> **Task goal**:
Copy out the stretch of records from the line containing "Please indicate the stone pedestal" through the end of the records, requests included, shifting every answer coordinate by adding 17 to it. Leave the numbers in the requests and their format samples unchanged.

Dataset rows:
++++++++++++++++++++
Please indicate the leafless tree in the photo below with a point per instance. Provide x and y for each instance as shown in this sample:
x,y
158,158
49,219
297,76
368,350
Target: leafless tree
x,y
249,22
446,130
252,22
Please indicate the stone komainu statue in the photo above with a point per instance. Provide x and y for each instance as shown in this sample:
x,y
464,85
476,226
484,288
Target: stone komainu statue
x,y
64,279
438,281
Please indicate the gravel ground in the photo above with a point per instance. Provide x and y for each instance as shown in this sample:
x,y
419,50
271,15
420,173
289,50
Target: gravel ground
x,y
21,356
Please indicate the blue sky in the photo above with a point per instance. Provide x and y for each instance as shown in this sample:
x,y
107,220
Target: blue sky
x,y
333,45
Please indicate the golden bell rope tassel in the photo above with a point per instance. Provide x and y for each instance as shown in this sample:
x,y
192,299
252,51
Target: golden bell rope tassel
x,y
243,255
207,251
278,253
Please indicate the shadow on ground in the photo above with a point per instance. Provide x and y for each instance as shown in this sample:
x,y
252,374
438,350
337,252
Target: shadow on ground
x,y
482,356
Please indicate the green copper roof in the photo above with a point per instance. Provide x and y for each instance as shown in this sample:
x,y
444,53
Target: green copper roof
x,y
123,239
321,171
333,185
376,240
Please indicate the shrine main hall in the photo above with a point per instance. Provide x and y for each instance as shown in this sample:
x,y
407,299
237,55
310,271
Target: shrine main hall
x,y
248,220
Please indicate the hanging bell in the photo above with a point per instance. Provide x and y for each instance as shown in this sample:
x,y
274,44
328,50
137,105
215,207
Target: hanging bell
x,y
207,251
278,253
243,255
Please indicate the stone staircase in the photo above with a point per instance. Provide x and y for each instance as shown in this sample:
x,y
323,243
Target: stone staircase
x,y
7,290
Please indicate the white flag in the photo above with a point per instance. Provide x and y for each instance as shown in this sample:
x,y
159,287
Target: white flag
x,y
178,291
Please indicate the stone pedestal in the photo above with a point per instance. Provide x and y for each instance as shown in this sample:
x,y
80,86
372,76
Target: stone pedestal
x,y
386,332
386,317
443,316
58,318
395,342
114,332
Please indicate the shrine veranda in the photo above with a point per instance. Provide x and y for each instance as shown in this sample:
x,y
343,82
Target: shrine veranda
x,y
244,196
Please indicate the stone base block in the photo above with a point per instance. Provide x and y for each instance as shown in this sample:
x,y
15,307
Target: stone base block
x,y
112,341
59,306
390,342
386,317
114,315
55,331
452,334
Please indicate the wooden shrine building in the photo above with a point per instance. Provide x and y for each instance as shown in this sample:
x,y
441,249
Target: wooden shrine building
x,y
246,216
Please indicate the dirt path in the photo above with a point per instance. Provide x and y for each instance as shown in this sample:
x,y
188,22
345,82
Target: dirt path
++++++++++++++++++++
> **Solution**:
Please indicate the stone pedestal in the photo above with a point per instance. Provide x and y for each instance as shown in this sample:
x,y
80,86
372,76
Target: stone pedestal
x,y
403,349
403,334
460,333
75,335
412,359
131,349
Please indicate the shrine veranda in the photo above with a point per instance. Provide x and y for each instance as shown in this sample:
x,y
343,82
Target: shrine veranda
x,y
261,213
Please indicate the stone base block in the photo above with a point per instance. Provide x and y for each instance as shown in this sample:
x,y
15,307
Target: stone base block
x,y
129,358
76,323
407,359
403,334
131,332
72,348
469,351
Please indicate the wooden shrine building in the photo above with a point per instance. Provide x and y for each instance as shown in this sample:
x,y
441,249
Target: wooden shrine building
x,y
263,233
Please indicate the dirt path in the photo above with a point per instance. Provide x and y for each instance as shown in this sample:
x,y
188,22
345,82
Target: dirt path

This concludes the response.